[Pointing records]
>> start
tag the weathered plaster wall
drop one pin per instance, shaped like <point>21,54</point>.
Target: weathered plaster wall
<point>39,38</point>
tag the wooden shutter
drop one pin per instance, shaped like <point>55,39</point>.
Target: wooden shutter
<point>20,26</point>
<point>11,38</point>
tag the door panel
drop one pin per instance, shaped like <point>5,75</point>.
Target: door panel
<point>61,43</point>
>> end
>> start
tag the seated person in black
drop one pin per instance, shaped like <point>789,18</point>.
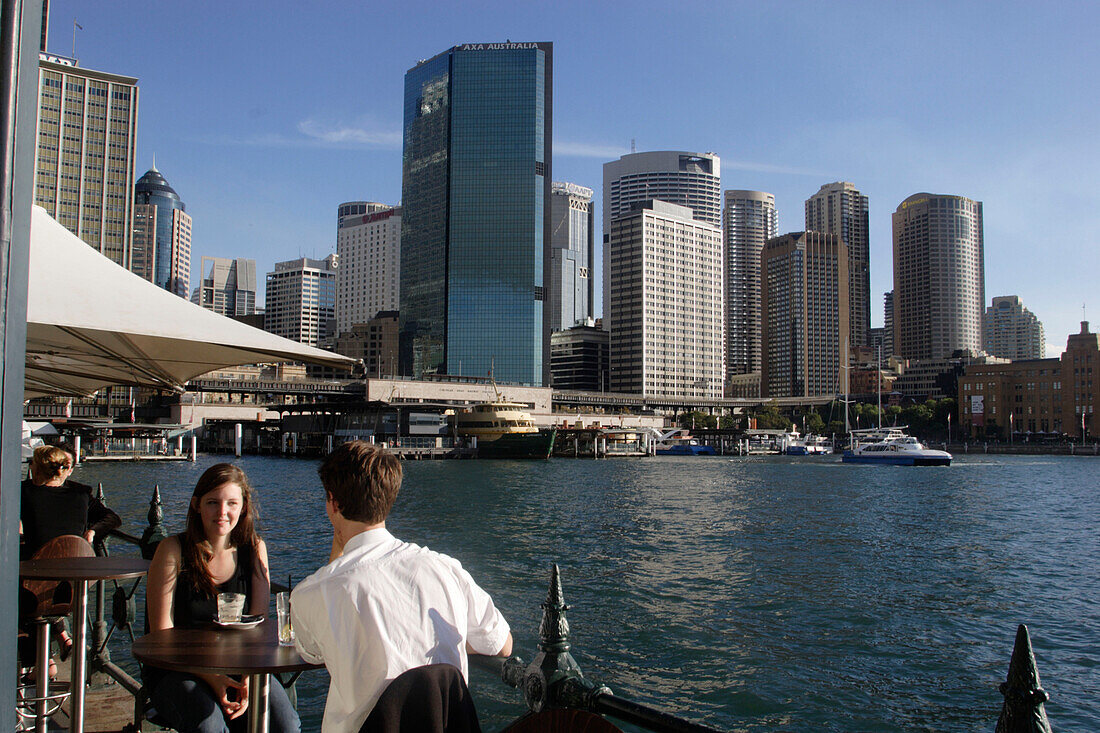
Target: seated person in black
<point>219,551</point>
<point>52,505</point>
>> end
● **Task objective**
Copy out word for word the lines of the listing between the line containing "tag the weathered plaster wall" and the line containing "<point>61,43</point>", inclusive.

● **Solution to this problem**
tag the weathered plaster wall
drop one pin per instance, shaped like <point>21,54</point>.
Target: weathered plaster wall
<point>39,38</point>
tag the wooden shutter
drop one pin per instance, shaped like <point>55,39</point>.
Target: wooden shutter
<point>20,26</point>
<point>11,38</point>
tag the door panel
drop one pin per instance, shaped like <point>5,75</point>.
Target: door panel
<point>61,43</point>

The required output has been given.